Saved data entries:
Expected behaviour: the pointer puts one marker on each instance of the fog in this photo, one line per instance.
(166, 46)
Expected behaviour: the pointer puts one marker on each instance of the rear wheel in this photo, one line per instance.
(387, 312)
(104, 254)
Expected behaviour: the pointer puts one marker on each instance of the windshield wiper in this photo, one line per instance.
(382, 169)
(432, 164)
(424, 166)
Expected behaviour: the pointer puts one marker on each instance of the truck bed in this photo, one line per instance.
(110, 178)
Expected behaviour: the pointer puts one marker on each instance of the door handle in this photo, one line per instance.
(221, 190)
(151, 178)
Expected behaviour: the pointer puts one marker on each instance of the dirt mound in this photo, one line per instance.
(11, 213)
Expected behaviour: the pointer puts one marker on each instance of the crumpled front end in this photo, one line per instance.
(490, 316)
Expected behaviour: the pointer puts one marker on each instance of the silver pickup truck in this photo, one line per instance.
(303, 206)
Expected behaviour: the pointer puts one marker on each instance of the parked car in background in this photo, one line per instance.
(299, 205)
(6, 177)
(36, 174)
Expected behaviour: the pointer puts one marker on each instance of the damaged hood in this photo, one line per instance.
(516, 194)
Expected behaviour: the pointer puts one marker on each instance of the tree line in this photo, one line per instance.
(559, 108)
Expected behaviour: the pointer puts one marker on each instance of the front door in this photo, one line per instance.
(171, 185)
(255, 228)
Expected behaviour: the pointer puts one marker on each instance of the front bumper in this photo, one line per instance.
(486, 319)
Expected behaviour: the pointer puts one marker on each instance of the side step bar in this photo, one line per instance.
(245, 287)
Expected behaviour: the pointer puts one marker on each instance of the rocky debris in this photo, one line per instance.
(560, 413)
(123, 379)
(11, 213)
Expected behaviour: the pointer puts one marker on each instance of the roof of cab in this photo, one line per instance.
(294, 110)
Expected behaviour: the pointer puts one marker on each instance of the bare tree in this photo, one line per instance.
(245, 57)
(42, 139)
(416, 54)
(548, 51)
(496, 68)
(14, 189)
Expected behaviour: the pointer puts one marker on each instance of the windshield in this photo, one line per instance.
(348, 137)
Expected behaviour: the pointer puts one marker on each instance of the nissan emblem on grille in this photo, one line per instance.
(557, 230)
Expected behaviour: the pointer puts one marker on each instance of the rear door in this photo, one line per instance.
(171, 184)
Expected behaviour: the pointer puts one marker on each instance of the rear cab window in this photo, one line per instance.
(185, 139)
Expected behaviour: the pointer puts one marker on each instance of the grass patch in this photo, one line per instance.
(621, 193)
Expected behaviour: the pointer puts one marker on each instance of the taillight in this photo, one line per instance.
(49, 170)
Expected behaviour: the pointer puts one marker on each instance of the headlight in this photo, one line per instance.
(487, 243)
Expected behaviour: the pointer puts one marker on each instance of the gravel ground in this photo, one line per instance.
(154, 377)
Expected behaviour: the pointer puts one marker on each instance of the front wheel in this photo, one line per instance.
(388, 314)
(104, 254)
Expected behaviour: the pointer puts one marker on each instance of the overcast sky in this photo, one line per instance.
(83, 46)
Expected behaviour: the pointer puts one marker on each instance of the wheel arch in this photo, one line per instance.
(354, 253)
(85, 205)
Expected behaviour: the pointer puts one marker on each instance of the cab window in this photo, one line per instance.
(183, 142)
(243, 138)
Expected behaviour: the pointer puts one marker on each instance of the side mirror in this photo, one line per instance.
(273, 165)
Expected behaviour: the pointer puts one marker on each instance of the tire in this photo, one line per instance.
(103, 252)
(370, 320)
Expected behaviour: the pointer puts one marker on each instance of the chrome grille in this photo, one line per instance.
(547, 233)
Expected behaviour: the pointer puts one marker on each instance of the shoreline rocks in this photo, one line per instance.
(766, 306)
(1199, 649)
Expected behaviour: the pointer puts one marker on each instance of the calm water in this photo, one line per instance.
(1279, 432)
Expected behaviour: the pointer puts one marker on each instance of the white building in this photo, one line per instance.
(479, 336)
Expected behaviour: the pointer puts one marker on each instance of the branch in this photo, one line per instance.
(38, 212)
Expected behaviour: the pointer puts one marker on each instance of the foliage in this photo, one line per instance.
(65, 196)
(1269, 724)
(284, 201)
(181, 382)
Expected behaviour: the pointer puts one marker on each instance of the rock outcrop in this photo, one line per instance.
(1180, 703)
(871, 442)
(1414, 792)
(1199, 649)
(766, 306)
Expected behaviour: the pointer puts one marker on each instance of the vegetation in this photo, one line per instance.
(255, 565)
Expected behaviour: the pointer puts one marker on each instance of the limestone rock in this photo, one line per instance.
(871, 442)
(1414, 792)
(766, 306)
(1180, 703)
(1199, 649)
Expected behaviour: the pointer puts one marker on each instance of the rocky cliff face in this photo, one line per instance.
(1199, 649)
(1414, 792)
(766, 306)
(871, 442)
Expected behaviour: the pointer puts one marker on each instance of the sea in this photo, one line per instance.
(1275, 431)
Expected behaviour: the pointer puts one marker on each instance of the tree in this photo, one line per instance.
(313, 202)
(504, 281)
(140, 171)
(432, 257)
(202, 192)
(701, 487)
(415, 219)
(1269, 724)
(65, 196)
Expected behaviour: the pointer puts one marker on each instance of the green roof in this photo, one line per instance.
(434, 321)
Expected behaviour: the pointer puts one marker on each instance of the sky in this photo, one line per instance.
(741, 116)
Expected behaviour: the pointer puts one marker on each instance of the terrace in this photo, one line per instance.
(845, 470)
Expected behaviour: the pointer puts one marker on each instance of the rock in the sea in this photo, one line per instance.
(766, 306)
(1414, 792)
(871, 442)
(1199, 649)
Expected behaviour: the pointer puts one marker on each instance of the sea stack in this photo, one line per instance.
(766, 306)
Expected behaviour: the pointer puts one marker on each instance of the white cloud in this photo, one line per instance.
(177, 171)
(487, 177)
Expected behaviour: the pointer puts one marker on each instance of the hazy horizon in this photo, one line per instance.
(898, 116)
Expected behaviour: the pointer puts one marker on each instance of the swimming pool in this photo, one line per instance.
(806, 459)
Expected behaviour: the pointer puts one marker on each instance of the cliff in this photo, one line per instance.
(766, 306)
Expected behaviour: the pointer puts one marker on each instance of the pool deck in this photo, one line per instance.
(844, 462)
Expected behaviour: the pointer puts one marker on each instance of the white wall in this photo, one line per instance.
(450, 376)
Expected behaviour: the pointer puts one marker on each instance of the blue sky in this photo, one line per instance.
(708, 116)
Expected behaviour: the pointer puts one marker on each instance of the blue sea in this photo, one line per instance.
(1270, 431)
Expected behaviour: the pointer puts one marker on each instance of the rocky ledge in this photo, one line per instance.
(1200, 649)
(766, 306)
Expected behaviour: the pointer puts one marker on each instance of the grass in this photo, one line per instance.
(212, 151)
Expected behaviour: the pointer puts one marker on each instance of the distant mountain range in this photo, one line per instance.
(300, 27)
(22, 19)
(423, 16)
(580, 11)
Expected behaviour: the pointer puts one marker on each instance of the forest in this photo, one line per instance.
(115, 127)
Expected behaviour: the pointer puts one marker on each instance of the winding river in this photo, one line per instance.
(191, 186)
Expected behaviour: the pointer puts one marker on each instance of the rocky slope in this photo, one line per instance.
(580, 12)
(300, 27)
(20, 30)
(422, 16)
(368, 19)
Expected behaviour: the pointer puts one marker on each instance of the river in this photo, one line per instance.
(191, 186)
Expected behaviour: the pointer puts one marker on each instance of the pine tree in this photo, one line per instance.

* _Task prompt_
Without leaving anything out, quote all the data.

* _Answer to this task_
Expected behaviour: the pointer puts one marker on each instance of the fog in this photo, one line per instance.
(166, 46)
Expected behaviour: the pointer puts one marker on each instance of the rear wheel in this photo, one line per instance.
(387, 312)
(104, 254)
Expected behaviour: the pointer puts one marker on each instance of the windshield wiper in this photo, one line per instance.
(382, 169)
(432, 164)
(424, 166)
Expected behaviour: the pointer puts one marker on each instance of the truck bed in this photo, one line per instance.
(110, 178)
Expected behaviour: the pointer puts one marker on each instance of the door handle in this photo, one line per instance.
(221, 190)
(151, 178)
Expected behaviour: the pointer puts one marker on each instance of the dirt mound in this photo, one line per instance.
(11, 213)
Expected behaviour: the pointer puts one marker on each instance of the crumpled front end in this photo, one line per instance.
(490, 316)
Expected behaviour: the pointer puts one marker on each instance of the silver pickup truck in this photo, one line per instance.
(303, 206)
Expected behaviour: the pointer puts one marker on each instance of the parked car in background in this photo, one line per instance.
(299, 205)
(6, 177)
(36, 174)
Expected behaviour: the pointer puts one marker on each instance of the damaged hood in this photo, one line per instance.
(516, 194)
Expected behaviour: the pointer puts one marker on each instance of the tree line in this photo, one line per instance.
(559, 108)
Expected behaviour: the pointer puts one marker on each instance of the front door in this photo, one line per instance.
(171, 185)
(255, 228)
Expected behaviour: the pointer puts one marker on each instance of the front bumper in this photo, one line per instance.
(486, 319)
Expected behaviour: the pointer puts one marker on each instance of the side step bar in this photo, one line per instance.
(245, 287)
Expected behaviour: the pointer puts one marker on each instance of the rocky debris in this photo, one line per instance.
(560, 413)
(123, 379)
(11, 213)
Expected behaviour: the pointer puts one marker on each instance of the roof of cab in this photo, one line per instance.
(294, 110)
Expected behaviour: the pointer puts one marker on each instance of the bare tree in this photo, one line per instance.
(245, 57)
(42, 139)
(416, 54)
(548, 51)
(496, 68)
(14, 189)
Expected behaviour: the pointer puts one marker on each instance of the windshield in this photo, one line per instance.
(348, 137)
Expected behaviour: the pointer puts one marker on each instance of the nissan emblem on grille in this photo, one line per instance.
(557, 230)
Expected behaviour: the pointer puts one marker on each instance of the rear door in this photo, one line per instance.
(171, 184)
Expected behaviour: the pointer puts one marker on each instance of the rear cab window in this photo, one line per instance.
(185, 139)
Expected behaviour: the pointer puts one marker on each instance of the grass patch in this photo, one line per instance.
(621, 193)
Expected behaviour: the pointer puts one marker on each instance of the taillight in this photo, one line per instance.
(49, 170)
Expected behaviour: the pointer puts one marker on each instance of the headlight in this photo, one line per instance.
(487, 243)
Expected behaviour: the pointer puts one marker on each instance of the gravel ground in this photo, one line per instance.
(154, 377)
Expected behaviour: the pointer puts one marker on each instance of the front wheel in this photo, one line per instance.
(388, 314)
(104, 254)
Expected behaviour: the pointer puts one marker on each instance of the overcast sky in this photo, one line per instance.
(83, 46)
Expected behaviour: the pointer puts one marker on each instance of the wheel arch in this photo, one line per instance.
(354, 253)
(85, 205)
Expected behaviour: the pointer puts one marker on each instance of the cab window in this photo, one line per instance.
(183, 142)
(243, 138)
Expected behaviour: the pointer puts one marker on each instance of the side mirror in this photo, one line per instance.
(273, 165)
Expected behaviour: the pointer puts one marker on each instance of the tire in this photo, one line per instance.
(103, 252)
(370, 320)
Expected behaviour: the pointer puts one marker on each instance of the chrome grille in this photo, one line per instance.
(547, 233)
Expected behaviour: the pointer puts one marker on each instance of the shoreline rocks in this photo, one line per instance.
(766, 306)
(1199, 649)
Expected behaviour: the pointer puts one marker on each instance of the calm water in this photo, one line per instance.
(1279, 432)
Expected behaviour: the pointer puts one marker on each instance of the white building in this photo, one line per instance.
(479, 336)
Expected behaviour: the pointer puts one marker on each instance of the branch in this photo, one line per instance.
(38, 212)
Expected behaviour: the pointer puts one marker on each instance of the foliage in this photo, one line per instance.
(65, 196)
(1269, 724)
(284, 201)
(181, 382)
Expected behaviour: the pointer puts one marker on each instance of the rock outcrop in this photo, one line per instance.
(1180, 703)
(871, 442)
(1414, 792)
(1199, 649)
(766, 306)
Expected behaviour: the pointer puts one marker on each instance of the vegetation in this photo, one line per instance.
(255, 565)
Expected behaviour: the pointer puts one marker on each instance of the limestone rock in this photo, one line per instance.
(871, 442)
(1414, 792)
(766, 306)
(1180, 703)
(1199, 649)
Expected behaviour: the pointer puts one marker on each instance of the rocky cliff face in this photo, one line per instance.
(1199, 649)
(1414, 792)
(766, 306)
(871, 442)
Expected behaviour: the pointer puts one marker on each instance of the sea in this photo, one line per instance.
(1275, 431)
Expected behaviour: the pointer puts one marker on each instance of the tree in this photo, one line per instance.
(313, 202)
(504, 281)
(140, 171)
(432, 257)
(202, 192)
(701, 487)
(415, 219)
(1269, 724)
(65, 196)
Expected behaviour: the pointer puts one marker on each instance of the green roof in this photo, one line per instance.
(434, 321)
Expected behaviour: the pointer puts one marker on each instance of the sky in this photo, one line per instance.
(741, 116)
Expected behaviour: the pointer puts one marker on each instance of the terrace in this photo, one line per instance.
(845, 470)
Expected behaviour: the pointer puts one marker on each instance of the rock in the sea in this photo, one line per instance.
(766, 306)
(1414, 792)
(871, 442)
(1199, 649)
Expected behaviour: the pointer puts one marker on each instance of the sea stack in this photo, one line per instance.
(766, 306)
Expected behaviour: the pointer puts one marker on each instance of the white cloud in this photo, one line per instance.
(177, 171)
(487, 177)
Expected behaviour: the pointer puts one marker on each instance of the hazy horizon in this photo, one line per instance.
(898, 116)
Expected behaviour: the pointer puts one marker on each instance of the swimming pool in this photo, one line per instance.
(806, 459)
Expected behaviour: the pointer puts one marker on each instance of the cliff in this photo, one line per instance.
(766, 306)
Expected behaviour: the pointer puts one marker on each instance of the pool deck in this photo, one line per instance.
(844, 462)
Expected behaviour: the pointer puts one marker on each instance of the white wall in this photo, one line per instance.
(450, 376)
Expected behaviour: the pointer puts one marker on each instance of the blue sky in this photo, one line per instance.
(708, 116)
Expected behaviour: the pointer puts one marker on each instance of the blue sea in this photo, one line per instance.
(1270, 431)
Expected behaviour: the pointer puts one marker on each instance of the rocky ledge in this photo, one line per instance.
(1200, 649)
(766, 306)
Expected behaviour: the pointer puts one marker on each instance of the grass in this photo, one line per instance.
(212, 151)
Expected behaviour: the pointer puts one marker on each instance of the distant mountain range in this photo, one line per instance.
(300, 27)
(22, 19)
(423, 16)
(580, 11)
Expected behaviour: the pointer puts one marker on each instance of the forest in this photo, one line per instance.
(115, 127)
Expected behaviour: the pointer puts one marker on each instance of the winding river in this photo, one line per instance.
(191, 186)
Expected behaviour: the pointer puts one marker on each instance of the rocky slope in this photo, one line per instance.
(580, 12)
(300, 27)
(20, 30)
(422, 16)
(368, 19)
Expected behaviour: the pointer puts one marker on each instance of the river in this photo, one line per instance.
(191, 186)
Expected behaviour: the pointer puts one marker on each instance of the pine tree in this photo, one line per instance.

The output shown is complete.